Work through the entries below and show every line in which "resembles" is found.

Stored data entries
***

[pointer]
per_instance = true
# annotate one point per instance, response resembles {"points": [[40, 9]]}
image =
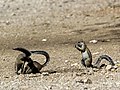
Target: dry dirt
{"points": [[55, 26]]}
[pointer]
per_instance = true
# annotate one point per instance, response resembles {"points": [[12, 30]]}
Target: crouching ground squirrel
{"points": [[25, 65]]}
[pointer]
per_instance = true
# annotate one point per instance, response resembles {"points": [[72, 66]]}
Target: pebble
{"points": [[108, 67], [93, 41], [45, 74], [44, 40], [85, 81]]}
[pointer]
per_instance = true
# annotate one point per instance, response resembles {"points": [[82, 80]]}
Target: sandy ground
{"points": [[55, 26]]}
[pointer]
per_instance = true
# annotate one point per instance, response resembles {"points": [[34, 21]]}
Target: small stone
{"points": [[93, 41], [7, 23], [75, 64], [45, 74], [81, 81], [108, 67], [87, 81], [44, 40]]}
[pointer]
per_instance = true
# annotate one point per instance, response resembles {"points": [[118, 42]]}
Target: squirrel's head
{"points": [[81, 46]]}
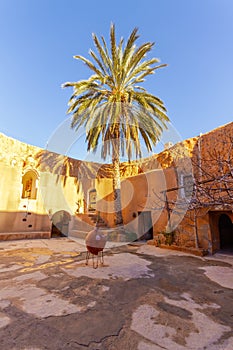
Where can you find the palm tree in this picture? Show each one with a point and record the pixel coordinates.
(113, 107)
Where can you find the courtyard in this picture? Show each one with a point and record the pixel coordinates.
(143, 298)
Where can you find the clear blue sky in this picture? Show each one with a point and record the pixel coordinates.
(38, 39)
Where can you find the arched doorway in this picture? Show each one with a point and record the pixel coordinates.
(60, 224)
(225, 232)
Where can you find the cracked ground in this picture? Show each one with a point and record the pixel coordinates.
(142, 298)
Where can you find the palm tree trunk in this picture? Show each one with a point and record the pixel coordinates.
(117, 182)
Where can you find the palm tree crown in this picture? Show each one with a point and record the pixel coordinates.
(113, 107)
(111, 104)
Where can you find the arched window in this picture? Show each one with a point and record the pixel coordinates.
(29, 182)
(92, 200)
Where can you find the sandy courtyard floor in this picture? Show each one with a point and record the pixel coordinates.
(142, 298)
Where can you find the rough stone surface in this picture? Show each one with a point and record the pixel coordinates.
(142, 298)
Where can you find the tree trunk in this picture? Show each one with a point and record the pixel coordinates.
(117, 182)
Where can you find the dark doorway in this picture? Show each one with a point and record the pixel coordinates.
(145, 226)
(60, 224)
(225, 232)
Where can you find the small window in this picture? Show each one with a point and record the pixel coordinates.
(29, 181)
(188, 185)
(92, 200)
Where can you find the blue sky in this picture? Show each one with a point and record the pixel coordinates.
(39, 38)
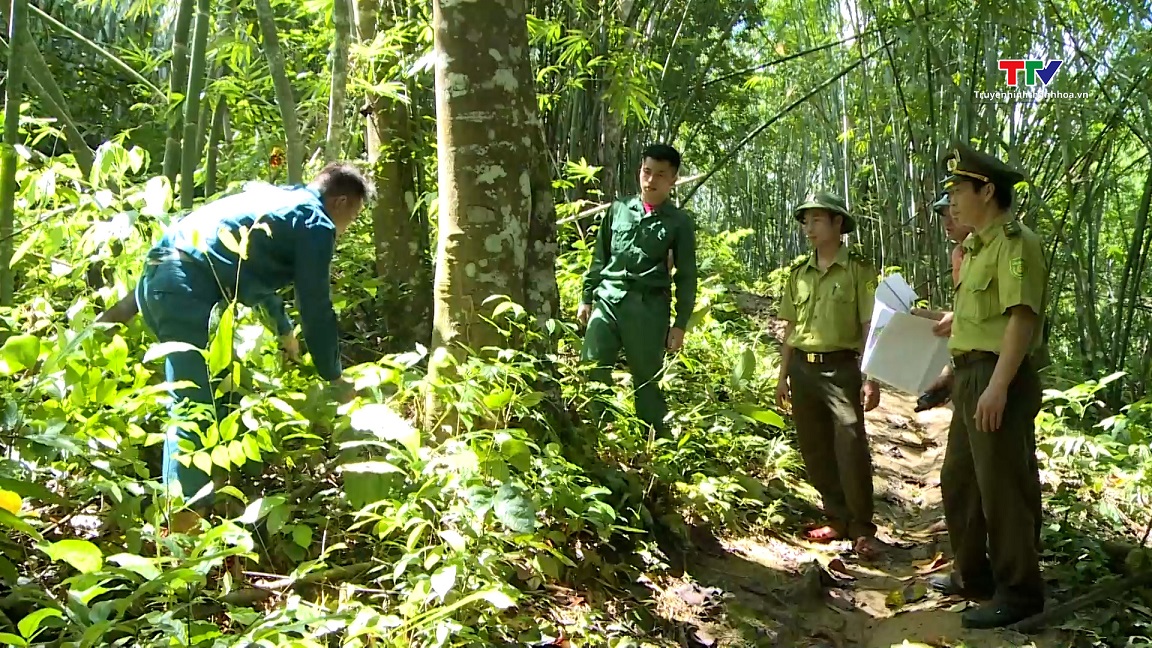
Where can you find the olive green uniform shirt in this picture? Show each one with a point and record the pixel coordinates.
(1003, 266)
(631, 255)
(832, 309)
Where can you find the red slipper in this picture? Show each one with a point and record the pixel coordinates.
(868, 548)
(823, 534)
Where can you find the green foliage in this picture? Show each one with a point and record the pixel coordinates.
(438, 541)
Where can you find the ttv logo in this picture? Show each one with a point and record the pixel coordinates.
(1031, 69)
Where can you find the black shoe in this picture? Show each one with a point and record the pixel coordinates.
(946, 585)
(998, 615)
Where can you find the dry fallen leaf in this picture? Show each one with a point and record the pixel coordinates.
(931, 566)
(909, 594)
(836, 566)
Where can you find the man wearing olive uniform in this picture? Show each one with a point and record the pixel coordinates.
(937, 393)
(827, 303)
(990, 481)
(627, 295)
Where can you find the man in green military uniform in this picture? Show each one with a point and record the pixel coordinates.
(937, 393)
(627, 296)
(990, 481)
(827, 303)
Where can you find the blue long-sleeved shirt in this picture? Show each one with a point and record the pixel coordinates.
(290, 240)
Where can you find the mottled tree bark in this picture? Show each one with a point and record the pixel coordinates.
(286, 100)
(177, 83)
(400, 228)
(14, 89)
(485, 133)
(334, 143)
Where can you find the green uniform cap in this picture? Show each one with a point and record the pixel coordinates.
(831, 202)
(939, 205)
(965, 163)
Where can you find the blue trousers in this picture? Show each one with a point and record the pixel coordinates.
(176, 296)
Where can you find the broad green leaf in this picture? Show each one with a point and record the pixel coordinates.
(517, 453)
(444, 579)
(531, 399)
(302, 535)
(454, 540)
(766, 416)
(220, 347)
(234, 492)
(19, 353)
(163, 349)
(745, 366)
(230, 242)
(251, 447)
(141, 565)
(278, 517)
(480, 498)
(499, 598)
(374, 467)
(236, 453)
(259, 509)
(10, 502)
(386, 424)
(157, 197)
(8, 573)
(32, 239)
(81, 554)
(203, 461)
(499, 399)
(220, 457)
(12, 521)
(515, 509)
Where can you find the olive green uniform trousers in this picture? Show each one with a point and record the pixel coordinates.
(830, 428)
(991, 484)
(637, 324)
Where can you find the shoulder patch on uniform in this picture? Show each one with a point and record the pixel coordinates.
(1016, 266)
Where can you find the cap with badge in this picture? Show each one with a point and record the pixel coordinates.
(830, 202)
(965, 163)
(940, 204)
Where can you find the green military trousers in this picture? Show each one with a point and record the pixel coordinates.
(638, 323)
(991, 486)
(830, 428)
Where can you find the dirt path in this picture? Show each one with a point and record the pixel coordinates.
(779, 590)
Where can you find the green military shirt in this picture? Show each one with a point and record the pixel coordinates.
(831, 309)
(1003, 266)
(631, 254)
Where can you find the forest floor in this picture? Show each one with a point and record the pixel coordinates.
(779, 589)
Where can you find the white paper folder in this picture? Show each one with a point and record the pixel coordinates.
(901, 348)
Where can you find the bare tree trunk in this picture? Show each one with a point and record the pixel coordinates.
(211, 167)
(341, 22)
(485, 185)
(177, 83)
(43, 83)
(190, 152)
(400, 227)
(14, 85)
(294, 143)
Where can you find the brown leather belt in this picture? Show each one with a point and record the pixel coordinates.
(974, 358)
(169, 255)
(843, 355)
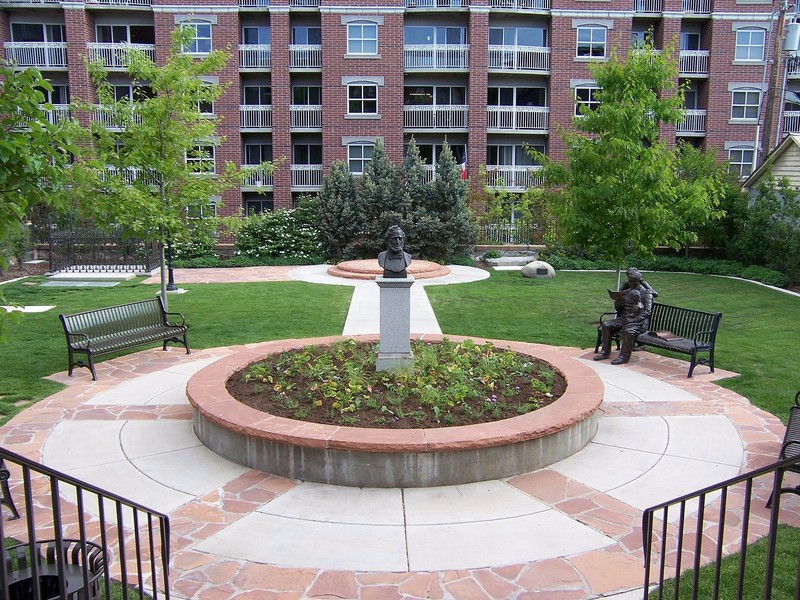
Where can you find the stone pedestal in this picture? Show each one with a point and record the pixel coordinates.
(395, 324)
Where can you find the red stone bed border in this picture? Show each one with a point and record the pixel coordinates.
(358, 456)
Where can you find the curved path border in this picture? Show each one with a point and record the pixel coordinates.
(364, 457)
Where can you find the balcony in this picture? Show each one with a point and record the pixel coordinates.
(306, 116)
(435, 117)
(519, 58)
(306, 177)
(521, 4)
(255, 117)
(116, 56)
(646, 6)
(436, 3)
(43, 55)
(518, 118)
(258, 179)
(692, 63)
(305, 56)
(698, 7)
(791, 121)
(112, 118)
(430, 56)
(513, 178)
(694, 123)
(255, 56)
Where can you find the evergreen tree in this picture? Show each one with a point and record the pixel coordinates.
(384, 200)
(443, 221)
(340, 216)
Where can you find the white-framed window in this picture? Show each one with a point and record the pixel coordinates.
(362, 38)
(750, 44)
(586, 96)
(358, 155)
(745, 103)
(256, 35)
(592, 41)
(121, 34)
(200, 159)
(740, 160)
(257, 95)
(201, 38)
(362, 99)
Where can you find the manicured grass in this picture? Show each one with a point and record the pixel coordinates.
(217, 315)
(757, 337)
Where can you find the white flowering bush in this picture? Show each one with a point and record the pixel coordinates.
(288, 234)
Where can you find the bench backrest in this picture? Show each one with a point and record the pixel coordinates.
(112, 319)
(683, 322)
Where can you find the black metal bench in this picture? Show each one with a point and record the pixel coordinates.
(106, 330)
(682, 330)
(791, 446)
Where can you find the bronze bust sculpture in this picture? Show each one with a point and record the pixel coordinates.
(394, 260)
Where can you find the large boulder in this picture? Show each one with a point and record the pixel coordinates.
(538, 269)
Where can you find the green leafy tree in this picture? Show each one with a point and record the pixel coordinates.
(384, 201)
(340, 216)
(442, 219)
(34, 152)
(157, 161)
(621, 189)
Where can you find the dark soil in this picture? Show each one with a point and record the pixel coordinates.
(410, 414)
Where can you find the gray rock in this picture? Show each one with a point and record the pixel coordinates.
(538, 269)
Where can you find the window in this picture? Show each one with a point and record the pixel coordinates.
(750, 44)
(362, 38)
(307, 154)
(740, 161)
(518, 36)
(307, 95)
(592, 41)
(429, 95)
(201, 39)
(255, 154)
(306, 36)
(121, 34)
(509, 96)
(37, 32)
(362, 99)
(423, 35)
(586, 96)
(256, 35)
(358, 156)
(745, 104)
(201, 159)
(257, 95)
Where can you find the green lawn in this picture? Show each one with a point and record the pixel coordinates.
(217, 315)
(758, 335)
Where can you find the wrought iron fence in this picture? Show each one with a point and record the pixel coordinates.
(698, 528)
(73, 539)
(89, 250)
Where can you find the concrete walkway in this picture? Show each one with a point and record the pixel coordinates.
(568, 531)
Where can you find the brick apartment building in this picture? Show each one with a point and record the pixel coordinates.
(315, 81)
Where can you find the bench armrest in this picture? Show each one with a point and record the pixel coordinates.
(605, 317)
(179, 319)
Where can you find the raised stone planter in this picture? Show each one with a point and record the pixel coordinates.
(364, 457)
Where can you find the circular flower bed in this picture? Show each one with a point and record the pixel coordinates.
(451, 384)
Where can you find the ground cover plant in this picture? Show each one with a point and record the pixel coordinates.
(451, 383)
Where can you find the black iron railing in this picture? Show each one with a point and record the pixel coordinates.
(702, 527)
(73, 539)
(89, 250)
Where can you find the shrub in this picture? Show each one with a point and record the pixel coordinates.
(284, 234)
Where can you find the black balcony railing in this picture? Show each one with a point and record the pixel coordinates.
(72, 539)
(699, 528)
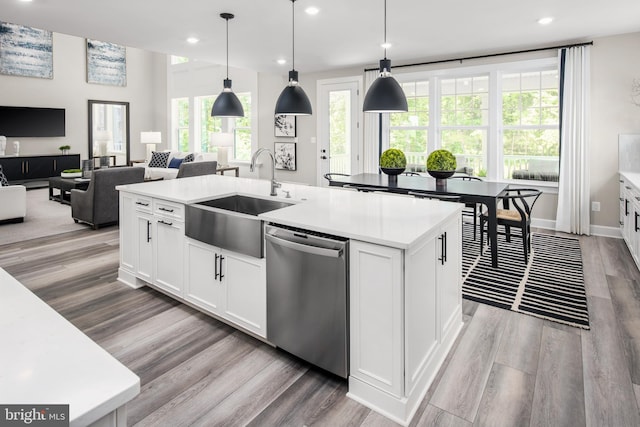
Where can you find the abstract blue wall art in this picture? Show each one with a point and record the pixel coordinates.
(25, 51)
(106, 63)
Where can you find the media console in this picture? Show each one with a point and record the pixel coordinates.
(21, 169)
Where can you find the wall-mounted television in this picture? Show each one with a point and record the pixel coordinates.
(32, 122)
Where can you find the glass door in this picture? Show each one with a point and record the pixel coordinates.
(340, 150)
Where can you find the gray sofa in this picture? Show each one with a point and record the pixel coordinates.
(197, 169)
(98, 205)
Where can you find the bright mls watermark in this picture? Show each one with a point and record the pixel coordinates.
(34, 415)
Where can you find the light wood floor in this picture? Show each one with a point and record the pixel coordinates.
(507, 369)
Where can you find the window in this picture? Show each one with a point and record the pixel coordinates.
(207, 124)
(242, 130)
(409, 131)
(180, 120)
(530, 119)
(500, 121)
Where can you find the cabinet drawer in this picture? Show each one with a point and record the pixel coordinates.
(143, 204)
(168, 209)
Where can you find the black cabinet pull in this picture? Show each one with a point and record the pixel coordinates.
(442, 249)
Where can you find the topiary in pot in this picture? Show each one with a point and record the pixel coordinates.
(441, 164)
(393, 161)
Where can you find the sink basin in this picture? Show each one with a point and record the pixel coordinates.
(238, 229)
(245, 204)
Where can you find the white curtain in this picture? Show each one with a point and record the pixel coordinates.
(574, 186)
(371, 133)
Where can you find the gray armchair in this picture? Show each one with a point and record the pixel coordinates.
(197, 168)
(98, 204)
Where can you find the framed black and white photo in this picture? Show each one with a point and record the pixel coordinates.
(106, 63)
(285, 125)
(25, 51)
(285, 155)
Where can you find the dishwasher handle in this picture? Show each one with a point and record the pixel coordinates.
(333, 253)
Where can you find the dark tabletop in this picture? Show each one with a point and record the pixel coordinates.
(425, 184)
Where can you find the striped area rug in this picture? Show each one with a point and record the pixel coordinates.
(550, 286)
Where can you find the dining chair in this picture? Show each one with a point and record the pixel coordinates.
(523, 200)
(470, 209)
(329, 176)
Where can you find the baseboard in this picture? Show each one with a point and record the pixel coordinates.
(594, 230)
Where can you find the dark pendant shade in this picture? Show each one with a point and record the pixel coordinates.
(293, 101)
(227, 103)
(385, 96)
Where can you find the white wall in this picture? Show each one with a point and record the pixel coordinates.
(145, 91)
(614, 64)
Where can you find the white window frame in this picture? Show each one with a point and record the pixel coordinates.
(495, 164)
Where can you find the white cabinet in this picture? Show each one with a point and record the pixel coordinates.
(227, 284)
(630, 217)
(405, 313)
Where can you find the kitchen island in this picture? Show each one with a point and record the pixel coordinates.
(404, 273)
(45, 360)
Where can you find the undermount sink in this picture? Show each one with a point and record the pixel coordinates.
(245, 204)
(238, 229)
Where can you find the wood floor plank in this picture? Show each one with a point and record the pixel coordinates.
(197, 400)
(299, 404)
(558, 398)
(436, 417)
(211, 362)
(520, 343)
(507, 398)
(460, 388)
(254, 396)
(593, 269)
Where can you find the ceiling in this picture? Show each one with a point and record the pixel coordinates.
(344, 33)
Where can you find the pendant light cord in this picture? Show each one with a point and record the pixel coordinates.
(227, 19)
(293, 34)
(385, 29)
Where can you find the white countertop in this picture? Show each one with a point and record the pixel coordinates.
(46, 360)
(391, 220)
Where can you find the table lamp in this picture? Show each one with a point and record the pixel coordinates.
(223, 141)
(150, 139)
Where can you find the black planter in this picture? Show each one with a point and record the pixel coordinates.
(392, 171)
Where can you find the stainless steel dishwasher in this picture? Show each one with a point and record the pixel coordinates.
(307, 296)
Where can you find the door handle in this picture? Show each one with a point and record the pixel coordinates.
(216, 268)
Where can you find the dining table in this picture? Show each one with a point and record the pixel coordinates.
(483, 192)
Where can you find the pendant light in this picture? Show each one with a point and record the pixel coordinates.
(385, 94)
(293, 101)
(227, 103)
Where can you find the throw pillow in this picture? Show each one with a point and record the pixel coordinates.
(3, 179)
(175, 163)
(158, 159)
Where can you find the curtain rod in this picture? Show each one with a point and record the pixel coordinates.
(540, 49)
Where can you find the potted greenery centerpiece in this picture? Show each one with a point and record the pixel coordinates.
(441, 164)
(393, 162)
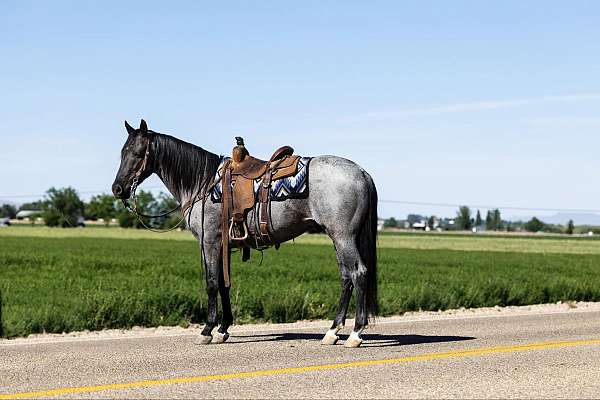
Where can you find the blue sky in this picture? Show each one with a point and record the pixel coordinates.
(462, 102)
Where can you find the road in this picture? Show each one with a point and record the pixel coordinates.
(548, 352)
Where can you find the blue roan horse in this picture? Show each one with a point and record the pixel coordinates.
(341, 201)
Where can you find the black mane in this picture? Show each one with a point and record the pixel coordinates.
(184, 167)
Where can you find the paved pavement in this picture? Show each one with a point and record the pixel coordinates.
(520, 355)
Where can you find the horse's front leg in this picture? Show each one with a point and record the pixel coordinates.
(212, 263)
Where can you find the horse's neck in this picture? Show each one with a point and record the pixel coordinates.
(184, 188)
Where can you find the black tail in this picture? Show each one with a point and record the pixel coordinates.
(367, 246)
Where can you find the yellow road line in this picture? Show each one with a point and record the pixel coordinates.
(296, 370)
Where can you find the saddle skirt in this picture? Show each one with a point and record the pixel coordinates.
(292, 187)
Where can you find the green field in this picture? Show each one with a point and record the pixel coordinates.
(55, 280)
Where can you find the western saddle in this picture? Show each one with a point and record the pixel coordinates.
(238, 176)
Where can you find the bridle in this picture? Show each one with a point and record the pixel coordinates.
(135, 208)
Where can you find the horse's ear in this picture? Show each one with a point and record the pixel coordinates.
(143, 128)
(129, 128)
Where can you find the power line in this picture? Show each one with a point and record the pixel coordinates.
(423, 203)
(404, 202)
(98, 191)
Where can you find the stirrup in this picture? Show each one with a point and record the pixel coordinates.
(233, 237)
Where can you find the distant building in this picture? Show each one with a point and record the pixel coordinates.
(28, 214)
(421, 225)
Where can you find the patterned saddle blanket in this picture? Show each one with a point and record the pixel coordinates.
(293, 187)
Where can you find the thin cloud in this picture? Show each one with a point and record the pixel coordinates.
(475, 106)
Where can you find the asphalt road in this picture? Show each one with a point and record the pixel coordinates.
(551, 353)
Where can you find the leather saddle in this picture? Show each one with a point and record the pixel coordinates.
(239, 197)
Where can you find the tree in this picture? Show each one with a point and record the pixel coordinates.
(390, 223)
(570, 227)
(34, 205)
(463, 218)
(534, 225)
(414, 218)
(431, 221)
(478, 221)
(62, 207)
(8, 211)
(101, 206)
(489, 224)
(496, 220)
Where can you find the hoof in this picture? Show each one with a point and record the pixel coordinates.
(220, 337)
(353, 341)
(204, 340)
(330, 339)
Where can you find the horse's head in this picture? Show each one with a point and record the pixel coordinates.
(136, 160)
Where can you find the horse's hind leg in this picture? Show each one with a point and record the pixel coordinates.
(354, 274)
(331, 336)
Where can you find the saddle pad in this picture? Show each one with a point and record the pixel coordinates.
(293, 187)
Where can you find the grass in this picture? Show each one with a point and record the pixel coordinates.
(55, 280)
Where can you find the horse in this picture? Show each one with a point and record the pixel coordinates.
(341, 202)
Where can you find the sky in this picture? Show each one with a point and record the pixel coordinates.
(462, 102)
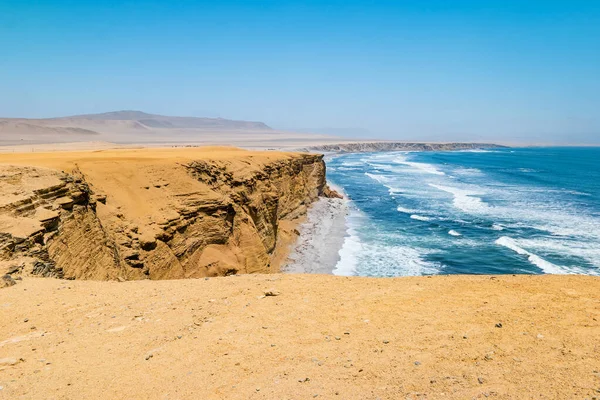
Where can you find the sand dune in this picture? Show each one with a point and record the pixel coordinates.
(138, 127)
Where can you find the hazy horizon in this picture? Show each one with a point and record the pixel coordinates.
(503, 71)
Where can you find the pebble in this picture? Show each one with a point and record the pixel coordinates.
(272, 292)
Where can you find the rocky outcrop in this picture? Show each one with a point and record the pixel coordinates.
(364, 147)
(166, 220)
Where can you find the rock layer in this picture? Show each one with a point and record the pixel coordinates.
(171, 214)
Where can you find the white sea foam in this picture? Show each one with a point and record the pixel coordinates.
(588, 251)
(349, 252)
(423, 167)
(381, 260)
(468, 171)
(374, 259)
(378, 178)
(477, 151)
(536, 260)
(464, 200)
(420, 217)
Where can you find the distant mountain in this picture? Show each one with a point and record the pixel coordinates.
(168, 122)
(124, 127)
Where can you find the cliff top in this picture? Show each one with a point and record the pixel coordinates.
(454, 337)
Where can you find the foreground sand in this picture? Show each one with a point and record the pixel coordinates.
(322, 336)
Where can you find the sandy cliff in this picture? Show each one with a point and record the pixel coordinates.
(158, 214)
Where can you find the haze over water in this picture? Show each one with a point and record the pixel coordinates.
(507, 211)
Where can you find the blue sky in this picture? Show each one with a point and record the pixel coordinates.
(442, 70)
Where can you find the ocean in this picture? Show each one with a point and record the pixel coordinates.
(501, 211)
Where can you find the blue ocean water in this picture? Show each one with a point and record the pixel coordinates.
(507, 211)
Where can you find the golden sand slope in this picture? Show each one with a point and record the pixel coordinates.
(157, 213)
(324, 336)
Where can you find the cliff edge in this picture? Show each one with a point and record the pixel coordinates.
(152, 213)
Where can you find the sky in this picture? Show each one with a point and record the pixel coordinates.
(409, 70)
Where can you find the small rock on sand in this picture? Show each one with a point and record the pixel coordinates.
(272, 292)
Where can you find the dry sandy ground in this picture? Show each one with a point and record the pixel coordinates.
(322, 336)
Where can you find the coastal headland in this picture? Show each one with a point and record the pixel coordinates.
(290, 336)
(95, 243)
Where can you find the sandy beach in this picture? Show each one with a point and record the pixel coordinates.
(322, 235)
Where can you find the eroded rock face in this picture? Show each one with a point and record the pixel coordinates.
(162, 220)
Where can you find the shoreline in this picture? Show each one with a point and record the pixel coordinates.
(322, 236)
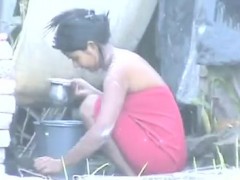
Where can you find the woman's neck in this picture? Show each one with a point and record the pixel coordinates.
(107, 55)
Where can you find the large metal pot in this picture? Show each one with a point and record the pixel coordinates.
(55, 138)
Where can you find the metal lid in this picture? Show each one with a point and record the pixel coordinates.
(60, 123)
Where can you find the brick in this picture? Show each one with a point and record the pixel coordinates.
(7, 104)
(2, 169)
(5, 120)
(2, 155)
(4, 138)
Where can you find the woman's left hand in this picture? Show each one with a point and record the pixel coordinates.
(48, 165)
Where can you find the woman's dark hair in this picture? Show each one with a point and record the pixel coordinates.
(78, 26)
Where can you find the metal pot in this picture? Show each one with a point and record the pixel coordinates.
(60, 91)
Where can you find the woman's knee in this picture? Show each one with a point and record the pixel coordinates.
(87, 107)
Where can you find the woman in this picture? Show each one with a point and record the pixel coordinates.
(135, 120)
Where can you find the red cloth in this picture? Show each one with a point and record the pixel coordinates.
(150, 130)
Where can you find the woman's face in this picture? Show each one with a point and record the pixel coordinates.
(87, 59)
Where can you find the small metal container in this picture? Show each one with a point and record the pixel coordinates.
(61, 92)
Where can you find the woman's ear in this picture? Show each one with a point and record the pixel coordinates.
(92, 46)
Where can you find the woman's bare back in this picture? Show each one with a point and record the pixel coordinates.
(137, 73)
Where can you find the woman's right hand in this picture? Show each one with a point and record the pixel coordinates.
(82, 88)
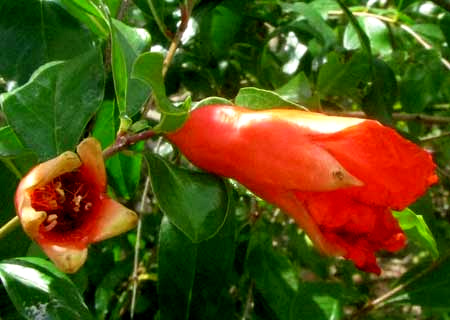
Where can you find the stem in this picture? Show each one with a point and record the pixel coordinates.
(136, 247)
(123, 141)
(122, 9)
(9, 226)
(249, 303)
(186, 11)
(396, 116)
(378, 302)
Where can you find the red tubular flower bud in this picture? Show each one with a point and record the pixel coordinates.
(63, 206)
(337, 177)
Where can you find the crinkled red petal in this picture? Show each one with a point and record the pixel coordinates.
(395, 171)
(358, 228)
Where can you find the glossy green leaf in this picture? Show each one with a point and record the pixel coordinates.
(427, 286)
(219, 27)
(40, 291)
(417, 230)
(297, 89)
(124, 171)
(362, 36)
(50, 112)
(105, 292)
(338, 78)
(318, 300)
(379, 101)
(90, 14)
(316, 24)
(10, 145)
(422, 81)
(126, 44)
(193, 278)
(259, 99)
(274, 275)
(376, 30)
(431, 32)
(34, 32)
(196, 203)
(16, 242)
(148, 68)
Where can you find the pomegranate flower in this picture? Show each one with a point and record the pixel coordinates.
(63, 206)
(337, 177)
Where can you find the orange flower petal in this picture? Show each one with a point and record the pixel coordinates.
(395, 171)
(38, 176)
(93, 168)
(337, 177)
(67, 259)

***

* _Final answer_:
# annotate one point per instance, response resembles {"points": [[40, 9]]}
# annotate one point per instance, response resembles {"points": [[12, 30]]}
# annotate one point per instance, response resembles {"points": [[72, 66]]}
# annotate one point per instance, response resembles {"points": [[82, 80]]}
# annotate one point per instance, response resembles {"points": [[34, 21]]}
# annotate one point per instance, response resembles {"points": [[118, 42]]}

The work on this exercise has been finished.